#### ACTION ITEM:
All of the data below is to be repeated exactly, except for the pictures.

Point-per-instance localization data:
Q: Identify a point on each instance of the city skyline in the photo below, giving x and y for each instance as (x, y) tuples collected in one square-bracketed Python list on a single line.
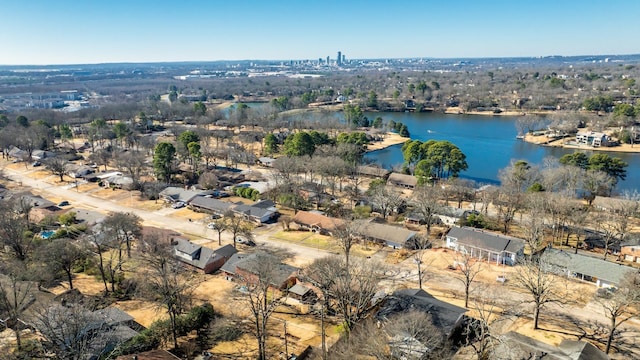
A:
[(41, 32)]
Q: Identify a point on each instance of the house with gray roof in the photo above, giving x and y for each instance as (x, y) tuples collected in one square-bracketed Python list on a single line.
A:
[(484, 245), (203, 258), (210, 205), (393, 236), (403, 180), (587, 268), (260, 212), (174, 194)]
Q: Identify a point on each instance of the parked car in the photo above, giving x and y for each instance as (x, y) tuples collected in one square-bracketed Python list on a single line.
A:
[(245, 241), (178, 205)]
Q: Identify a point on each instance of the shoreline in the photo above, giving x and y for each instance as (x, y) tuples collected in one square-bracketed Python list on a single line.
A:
[(390, 139), (542, 140)]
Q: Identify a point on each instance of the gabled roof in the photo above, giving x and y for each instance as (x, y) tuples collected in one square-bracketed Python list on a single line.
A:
[(307, 218), (587, 265), (403, 179), (393, 235), (373, 171), (179, 194), (211, 204), (486, 240), (251, 210), (299, 290), (444, 315)]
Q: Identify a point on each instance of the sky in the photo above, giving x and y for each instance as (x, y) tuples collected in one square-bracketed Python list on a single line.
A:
[(42, 32)]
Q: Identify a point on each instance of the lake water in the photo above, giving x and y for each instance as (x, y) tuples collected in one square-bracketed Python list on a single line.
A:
[(489, 142)]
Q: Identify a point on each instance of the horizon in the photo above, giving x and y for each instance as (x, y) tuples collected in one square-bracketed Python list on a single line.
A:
[(286, 60), (68, 32)]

#### RESPONSE:
Q: Identify a point on each instance of the city skyline in the photo below, giving x and y for each instance as (x, y) tuples collected in one square-bracketed Python list on a single line.
A:
[(41, 32)]
Q: Identify a point on each instance of the house with gray roof in the photo above, giving x and y for each instance as (x, y) tuples collected in one square-bracketed Python list on a single line.
A:
[(484, 245), (203, 258), (210, 205), (393, 236), (403, 180), (587, 268), (260, 212), (174, 194)]
Q: Identify a point on each instance of the parked car in the photo above, giving x and y for each instance as (x, y) tuples collected in one square-bracketed Python list on a single line.
A:
[(245, 241), (178, 205)]
Q: Identify a point on each instance of the shoreline in the photo above, giving x and y for each instance as (x, y) tuples collected in one square-bracketed Python list on a single line.
A:
[(390, 139), (542, 140)]
Q: Identify a point on each instance of the gabled roof in the photo above, giving x and y for each instance as (x, y) tuples collected in one square-bracketed Python list on a single line.
A:
[(307, 218), (587, 265), (403, 179), (393, 235), (373, 171), (179, 194), (211, 204), (486, 240), (251, 210), (299, 290), (444, 315)]
Q: Identify a point on each instance of the sky in the photo above, giving x and y for each instance as (x, y) tuples collected in one square-bracketed Python list on a single line.
A:
[(42, 32)]
Q: Identify a point on each instance of the lake water in the photo above, giving x and y for each instance as (x, y) tuples collected in one square-bracketed Python list on a single line.
A:
[(489, 142)]
Q: Identify a point on each instance of the horizon in the photo above, giving x and y for each instance as (x, y) tuples collected in one square-bracketed Python list on a single line.
A:
[(286, 60), (68, 32)]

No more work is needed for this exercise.